# Finding the largest Number with no return back

#### zulfi100

Joined Jun 7, 2012
630
Hi,
I want to understand this concept.
http://timroughgarden.org/w17/l/l16.pdf
Specifically, when the numbers are adversarially chosen but then randomly ordered, it is easy to stop on the largest number with 25% probability: watch the first n/2 numbers go by, and stop on the first subsequent number that exceeds them all (if any). As long as the highest number is in the second half of the sequence and the second-highest number is in the first half of the sequence (with ≥ 25% probability), you are guaranteed to stop on the highest number. An optimized version of this algorithm (which looks at the first 1/e fraction of the elements) and analysis yields a success probability of ≈ 1 e ≈ 36.7% (see e.g. Wikipedia), thus yielding the “37% rule”
1. What is 25% probability?

Zulfi.

#### zulfi100

Joined Jun 7, 2012
630
Hi,

Zulfi.

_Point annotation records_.
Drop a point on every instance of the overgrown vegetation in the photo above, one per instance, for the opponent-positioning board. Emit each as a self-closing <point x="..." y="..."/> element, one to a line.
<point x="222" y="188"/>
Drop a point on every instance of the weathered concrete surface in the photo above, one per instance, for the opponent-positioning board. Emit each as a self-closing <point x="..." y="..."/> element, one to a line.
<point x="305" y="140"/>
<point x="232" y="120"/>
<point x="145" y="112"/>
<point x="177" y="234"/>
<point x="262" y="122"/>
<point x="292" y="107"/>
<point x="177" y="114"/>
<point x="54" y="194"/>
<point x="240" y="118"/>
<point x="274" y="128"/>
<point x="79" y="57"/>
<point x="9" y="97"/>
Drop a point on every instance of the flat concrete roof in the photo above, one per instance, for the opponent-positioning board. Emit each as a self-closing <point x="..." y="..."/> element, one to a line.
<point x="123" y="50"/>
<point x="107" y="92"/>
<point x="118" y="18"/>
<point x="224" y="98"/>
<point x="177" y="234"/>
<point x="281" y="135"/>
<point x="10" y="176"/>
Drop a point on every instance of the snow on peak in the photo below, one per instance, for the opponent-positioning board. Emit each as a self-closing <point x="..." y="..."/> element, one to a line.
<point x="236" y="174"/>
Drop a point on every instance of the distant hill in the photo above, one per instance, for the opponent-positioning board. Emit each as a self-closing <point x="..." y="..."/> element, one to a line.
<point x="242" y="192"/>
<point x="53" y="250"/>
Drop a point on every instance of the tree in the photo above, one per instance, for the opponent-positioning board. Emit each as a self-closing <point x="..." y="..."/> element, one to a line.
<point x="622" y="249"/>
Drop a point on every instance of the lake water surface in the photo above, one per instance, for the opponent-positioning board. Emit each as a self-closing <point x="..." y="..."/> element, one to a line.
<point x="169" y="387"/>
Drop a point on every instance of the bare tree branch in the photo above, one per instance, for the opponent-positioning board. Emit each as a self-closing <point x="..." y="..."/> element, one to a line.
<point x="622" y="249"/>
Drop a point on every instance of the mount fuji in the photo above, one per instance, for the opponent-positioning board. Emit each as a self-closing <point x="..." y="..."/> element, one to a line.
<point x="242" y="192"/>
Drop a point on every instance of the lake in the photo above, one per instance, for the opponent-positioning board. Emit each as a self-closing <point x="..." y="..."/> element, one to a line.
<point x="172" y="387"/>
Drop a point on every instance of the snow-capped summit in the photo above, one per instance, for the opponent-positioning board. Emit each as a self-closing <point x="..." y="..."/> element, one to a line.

_Description of the task_.
Extend the forum thread about stopping on the largest number, starting after its last post.

_Response for this exercise_.
#### WBahn

Joined Mar 31, 2012
25,068
What did it say on the very first page?

In the random permutation model, an adversary chooses an arbitrary (worst-case) input. Then, nature presents the input one piece at a time, in an ordering that is chosen uniformly at random.
What is it that you don't understand about that?

You are trying to achieve some goal based on a sequence of inputs in which you have to make irrevocable decisions after each input as you see them. The adversary -- i.e., someone that wants you to do poorly -- gets to choose the inputs that you will see, but they don't get to choose the order you will see them in, which is random.

So let's say that the goal is to pick the largest value among a sequence of numbers. You give the bad guy N ping pong balls and they write a number on each one. The balls are then put in a bag and shaken up and now you draw them out one at a time. You can write down anything you want to about them and use that information freely as you go. At some point you put the ball that you just drew into a jar and, once you've done that, it is revealed what the highest number was that was written on any of the balls. If that matches the number on the ball in the jar, then you win. Otherwise, you lose.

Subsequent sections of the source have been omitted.